| ASSIGNMENT |
Could every line of the data be copied out once more, exactly?

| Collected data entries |
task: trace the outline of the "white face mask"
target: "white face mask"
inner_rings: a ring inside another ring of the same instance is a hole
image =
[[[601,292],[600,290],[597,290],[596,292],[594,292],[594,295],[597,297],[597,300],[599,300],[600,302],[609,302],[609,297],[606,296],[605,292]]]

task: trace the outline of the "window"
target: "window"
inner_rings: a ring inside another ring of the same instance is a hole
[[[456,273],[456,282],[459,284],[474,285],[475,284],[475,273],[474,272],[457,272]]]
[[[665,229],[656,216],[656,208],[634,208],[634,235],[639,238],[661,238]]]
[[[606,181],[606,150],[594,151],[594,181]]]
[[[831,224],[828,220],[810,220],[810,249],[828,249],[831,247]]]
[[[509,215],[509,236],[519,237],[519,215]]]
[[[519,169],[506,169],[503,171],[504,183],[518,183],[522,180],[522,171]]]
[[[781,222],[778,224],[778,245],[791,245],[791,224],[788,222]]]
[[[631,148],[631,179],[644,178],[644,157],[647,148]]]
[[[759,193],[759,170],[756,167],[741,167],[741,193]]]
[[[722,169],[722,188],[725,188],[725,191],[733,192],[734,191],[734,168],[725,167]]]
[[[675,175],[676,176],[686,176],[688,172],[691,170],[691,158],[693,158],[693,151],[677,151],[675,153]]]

| TASK RESULT |
task: trace the outline of the "white face mask"
target: "white face mask"
inner_rings: a ring inside another ring of the same instance is a hole
image =
[[[601,292],[600,290],[597,290],[596,292],[594,292],[594,295],[597,297],[597,300],[599,300],[600,302],[609,302],[609,297],[606,296],[605,292]]]

task: trace the outline of the "window"
target: "window"
inner_rings: a ring inside another ring of the same instance is a hole
[[[456,273],[456,282],[459,284],[474,285],[475,284],[475,273],[474,272],[457,272]]]
[[[665,229],[656,216],[656,208],[634,208],[634,235],[639,238],[661,238]]]
[[[606,181],[606,150],[594,151],[594,181]]]
[[[831,224],[828,220],[810,220],[810,249],[828,249],[831,247]]]
[[[509,215],[509,236],[519,237],[519,215]]]
[[[519,169],[506,169],[503,171],[504,183],[518,183],[522,180],[522,171]]]
[[[781,222],[778,224],[778,245],[791,245],[791,224],[788,222]]]
[[[631,148],[631,179],[644,178],[644,157],[647,148]]]
[[[759,193],[759,170],[756,167],[741,167],[741,193]]]
[[[722,169],[722,188],[725,188],[725,191],[733,192],[734,191],[734,168],[725,167]]]
[[[675,175],[676,176],[686,176],[688,172],[691,170],[691,158],[693,158],[693,151],[677,151],[675,153]]]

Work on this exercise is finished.